▶ [What you are asked to do]
Please repeat all of the listing exactly.

▶ [Data provided]
___
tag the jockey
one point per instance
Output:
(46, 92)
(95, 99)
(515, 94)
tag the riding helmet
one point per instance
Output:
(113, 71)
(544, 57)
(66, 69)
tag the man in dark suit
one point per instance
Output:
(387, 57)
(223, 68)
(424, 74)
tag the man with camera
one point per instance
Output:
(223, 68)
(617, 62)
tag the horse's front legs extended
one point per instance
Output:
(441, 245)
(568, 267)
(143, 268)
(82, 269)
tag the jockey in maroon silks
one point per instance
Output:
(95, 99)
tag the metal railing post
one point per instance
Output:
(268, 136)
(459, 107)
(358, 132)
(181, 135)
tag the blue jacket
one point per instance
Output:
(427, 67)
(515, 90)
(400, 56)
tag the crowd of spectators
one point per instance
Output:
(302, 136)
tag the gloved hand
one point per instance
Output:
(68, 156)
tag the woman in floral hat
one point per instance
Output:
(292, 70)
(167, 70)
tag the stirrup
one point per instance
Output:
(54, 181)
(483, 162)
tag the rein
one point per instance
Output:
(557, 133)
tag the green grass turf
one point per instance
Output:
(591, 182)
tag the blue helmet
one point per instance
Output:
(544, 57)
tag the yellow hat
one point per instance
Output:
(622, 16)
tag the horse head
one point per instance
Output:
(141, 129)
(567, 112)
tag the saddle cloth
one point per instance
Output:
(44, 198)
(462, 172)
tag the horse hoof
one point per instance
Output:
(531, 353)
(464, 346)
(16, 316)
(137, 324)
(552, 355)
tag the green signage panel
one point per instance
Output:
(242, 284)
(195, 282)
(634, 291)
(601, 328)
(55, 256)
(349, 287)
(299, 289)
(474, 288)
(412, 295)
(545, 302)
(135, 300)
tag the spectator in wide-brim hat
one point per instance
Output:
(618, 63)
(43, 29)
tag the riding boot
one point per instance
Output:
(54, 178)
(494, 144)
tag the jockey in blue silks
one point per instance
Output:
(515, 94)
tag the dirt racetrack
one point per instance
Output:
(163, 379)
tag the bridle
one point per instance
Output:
___
▶ [Response for this exercise]
tag the jockey
one point per instance
Output:
(46, 92)
(95, 99)
(515, 94)
tag the riding helmet
one point per instance
Output:
(113, 71)
(544, 57)
(66, 69)
tag the man in dark suit
one point per instance
Output:
(387, 57)
(223, 68)
(424, 74)
tag the man with camera
one point per instance
Output:
(223, 68)
(617, 62)
tag the horse's front legs extended
one point per instance
Output:
(441, 245)
(568, 267)
(143, 268)
(82, 269)
tag the jockey in maroon silks
one point per instance
Output:
(95, 99)
tag the metal railing post
one point per instance
Output:
(268, 136)
(459, 107)
(358, 132)
(181, 135)
tag the blue jacket
one point per instance
Output:
(427, 67)
(515, 90)
(400, 56)
tag the crowd of spectators
one point per instance
Output:
(302, 136)
tag the gloved hand
one point per instance
Output:
(68, 156)
tag the woman in floral hat
one point per instance
Output:
(292, 70)
(167, 70)
tag the stirrup
one point per instance
Output:
(54, 181)
(483, 162)
tag the rein
one point per instance
Output:
(557, 133)
tag the green grass turf
one point per instance
Output:
(591, 182)
tag the blue helmet
one point per instance
Output:
(544, 57)
tag the yellow hat
one point per instance
Output:
(622, 16)
tag the horse head
one point per instance
Output:
(141, 129)
(567, 112)
tag the saddle cloth
one point per instance
Output:
(44, 198)
(462, 172)
tag the horse hoof
one point per instance
Output:
(531, 353)
(464, 346)
(16, 316)
(137, 324)
(552, 355)
tag the green signage panel
one point per instance
Output:
(242, 284)
(195, 282)
(634, 291)
(601, 328)
(55, 256)
(349, 287)
(299, 289)
(474, 288)
(412, 295)
(545, 302)
(135, 300)
tag the spectator in wide-brim hat
one point per instance
Output:
(618, 63)
(43, 29)
tag the riding boot
one point per instance
Output:
(54, 178)
(494, 144)
tag the jockey in blue silks
one point per instance
Output:
(515, 94)
tag the dirt racetrack
one point per instance
Output:
(163, 379)
tag the bridle
one point per instance
Output:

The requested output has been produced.